■ **Work item**
Wherever "rows" appears in the records below, copy the line that holds it.

■ **Data for the task**
=== Section Start ===

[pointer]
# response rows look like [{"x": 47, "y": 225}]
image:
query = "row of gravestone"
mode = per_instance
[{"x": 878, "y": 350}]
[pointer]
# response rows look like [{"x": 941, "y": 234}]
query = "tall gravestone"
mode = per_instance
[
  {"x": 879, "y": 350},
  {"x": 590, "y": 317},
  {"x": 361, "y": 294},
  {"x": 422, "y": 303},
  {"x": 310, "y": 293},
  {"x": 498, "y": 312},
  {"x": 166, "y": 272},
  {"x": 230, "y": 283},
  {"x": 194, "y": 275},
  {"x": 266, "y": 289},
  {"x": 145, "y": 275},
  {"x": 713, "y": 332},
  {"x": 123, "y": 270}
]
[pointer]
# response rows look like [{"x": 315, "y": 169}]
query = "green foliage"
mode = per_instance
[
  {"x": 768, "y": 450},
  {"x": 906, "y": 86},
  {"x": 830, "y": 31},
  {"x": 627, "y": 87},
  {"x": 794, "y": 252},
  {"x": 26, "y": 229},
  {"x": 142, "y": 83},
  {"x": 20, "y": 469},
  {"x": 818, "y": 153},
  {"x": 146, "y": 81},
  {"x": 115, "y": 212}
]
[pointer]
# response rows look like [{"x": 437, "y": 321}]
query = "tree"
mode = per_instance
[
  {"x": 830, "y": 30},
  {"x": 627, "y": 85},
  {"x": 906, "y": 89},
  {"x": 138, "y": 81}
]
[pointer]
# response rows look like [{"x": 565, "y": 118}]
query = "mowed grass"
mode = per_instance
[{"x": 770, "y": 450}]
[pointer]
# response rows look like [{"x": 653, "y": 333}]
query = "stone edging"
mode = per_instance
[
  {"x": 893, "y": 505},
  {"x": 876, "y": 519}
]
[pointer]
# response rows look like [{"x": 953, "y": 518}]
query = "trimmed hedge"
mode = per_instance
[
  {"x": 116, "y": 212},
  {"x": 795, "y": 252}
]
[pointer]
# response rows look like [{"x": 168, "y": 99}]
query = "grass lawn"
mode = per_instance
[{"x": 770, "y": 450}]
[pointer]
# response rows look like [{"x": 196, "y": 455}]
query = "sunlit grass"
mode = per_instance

=== Section End ===

■ **Exercise solution**
# response rows look like [{"x": 47, "y": 225}]
# response rows look like [{"x": 941, "y": 234}]
# response rows look like [{"x": 315, "y": 169}]
# response rows look like [{"x": 437, "y": 321}]
# response rows look like [{"x": 565, "y": 118}]
# response rows look like [{"x": 653, "y": 333}]
# response rows look like [{"x": 953, "y": 518}]
# response rows look like [{"x": 168, "y": 99}]
# response rows look like [{"x": 196, "y": 455}]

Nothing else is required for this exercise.